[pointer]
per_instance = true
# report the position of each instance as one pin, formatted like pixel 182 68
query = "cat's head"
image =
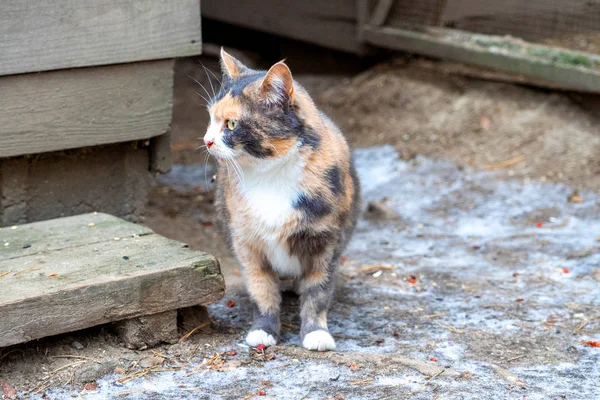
pixel 257 114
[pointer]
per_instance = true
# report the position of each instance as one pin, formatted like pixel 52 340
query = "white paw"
pixel 259 336
pixel 318 340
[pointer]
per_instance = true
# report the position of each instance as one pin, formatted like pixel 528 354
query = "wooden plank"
pixel 43 237
pixel 458 46
pixel 381 12
pixel 327 23
pixel 161 158
pixel 97 282
pixel 84 107
pixel 74 33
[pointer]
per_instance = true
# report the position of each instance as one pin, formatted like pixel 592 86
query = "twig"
pixel 450 328
pixel 75 364
pixel 362 381
pixel 580 327
pixel 429 380
pixel 376 267
pixel 187 335
pixel 74 356
pixel 434 315
pixel 255 394
pixel 33 268
pixel 504 164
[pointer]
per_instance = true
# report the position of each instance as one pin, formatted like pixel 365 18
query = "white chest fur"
pixel 269 193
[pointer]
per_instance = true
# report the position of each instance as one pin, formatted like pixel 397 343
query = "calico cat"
pixel 287 194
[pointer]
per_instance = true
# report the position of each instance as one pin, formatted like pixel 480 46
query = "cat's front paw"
pixel 319 340
pixel 259 336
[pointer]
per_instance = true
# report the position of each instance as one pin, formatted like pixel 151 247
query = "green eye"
pixel 231 124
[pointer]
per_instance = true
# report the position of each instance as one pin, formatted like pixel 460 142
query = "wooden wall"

--------------------

| SHORT PROBLEM |
Convert every line of the listing above into a numbered list, omitting blank lines and leaving out the pictures.

| RESPONSE |
1. [pointer]
2. per_instance = true
3. # report the position of each instance as one pin, formatted like pixel 182 68
4. query = "cat's head"
5. image =
6. pixel 257 114
7. [pointer]
8. per_instance = true
9. # report the position of each instance as one pin, formatted like pixel 52 340
10. query = "white paw"
11. pixel 259 336
12. pixel 318 340
13. [pointer]
14. per_instance = true
15. # report the position of each instance as one pin, formatted like pixel 528 354
16. query = "wooden plank"
17. pixel 43 237
18. pixel 458 46
19. pixel 381 12
20. pixel 327 23
21. pixel 161 158
22. pixel 97 282
23. pixel 84 107
24. pixel 74 33
25. [pointer]
26. per_instance = true
27. # report the position of each instance as one pin, formatted like pixel 592 86
28. query = "twig"
29. pixel 450 328
30. pixel 75 364
31. pixel 362 381
32. pixel 580 327
33. pixel 429 380
34. pixel 376 267
35. pixel 187 335
36. pixel 74 356
37. pixel 434 315
38. pixel 255 394
39. pixel 33 268
40. pixel 504 164
41. [pointer]
42. per_instance = true
43. # report the position of each instance as one pin, formatted like pixel 365 18
44. query = "white chest fur"
45. pixel 269 193
46. [pointer]
47. per_instance = true
48. # report the position of each instance as one pin, formatted like pixel 397 343
49. query = "calico cat"
50. pixel 287 194
51. [pointer]
52. per_instance = true
53. # report the position of each instance as one pin, formatted like pixel 480 46
54. query = "cat's front paw"
55. pixel 319 340
56. pixel 259 336
57. [pointer]
58. per_instance = true
59. # report the position of each instance as one pin, formatted like pixel 151 247
60. query = "green eye"
61. pixel 231 124
62. [pointer]
63. per_instance = true
64. # report the position of each instance as one pin, formatted like pixel 460 142
65. query = "wooden wall"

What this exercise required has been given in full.